### EXCERPT:
In Iowa, where farmers raise 40 to 50 million pigs annually, President Trump’s tariffs on steel and aluminum from Mexico have already cost producers $560 million, according to an Iowa State University economist. How can that be, you ask. Mexico has threatened countervailing tariffs that include a 20 % tariff on American pork. That prospect alone sent hog prices tumbling. If you like barbecued ribs, this could be a great summer for you. If you raise the pigs, you may be eating more barbecued beans.
Soybean growers throughout the Midwest are nervously watching as China, which buys a quarter of American soybeans, takes aim at their crop in response to the Trump administration’s announcement that it will move ahead with $50 billion in tariffs on “industrially significant technologies” in more than 1,000 categories. Trade between the two countries has been “very unfair, for a very long time,” the American president said in a statement. Mr. Trump vowed that he would add to that list if China retaliated — which is what most countries do in this situation. Indeed, the Chinese Ministry of Commerce has said to expect as much. Oh great, Middle America collectively sighs.
Local newspapers across the heartland are full of similar tales of value destruction and lost income as a result of Trump trade war tweetism. In Great Lakes states, traditional steel makers might benefit from the administration’s 25 percent tariff on foreign steel. But for steel users, it’s an entirely different story. Shortly after tariffs were announced, steel suppliers, no longer as fearful of price competition, began jacking up prices — they’re no fools. That has meant a 40 percent increase since January in the cost of steel for their customers who use it in their finished products, according to the U.S. Chamber of Commerce. They can either pass that increase on to you or be less profitable.
The story is the same with aluminum: Brewers are forecasting that they’ll pay $347.7 million more for aluminum cans. That has small craft-beer makers such as Melvin Brewing in Alpine, Wyo., which packages 75 percent of its products in cans, fretting about impending prices rises and the risks of passing them along to consumers. Try not to be bitter about it.

### DATASET EXTRACT:
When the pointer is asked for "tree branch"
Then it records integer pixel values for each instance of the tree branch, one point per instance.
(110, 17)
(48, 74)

### THE TASK:
In the tariff article above, how much more do brewers forecast they will pay for aluminum cans?

### RESPONSE TO THE TASK:
$347.7 million more.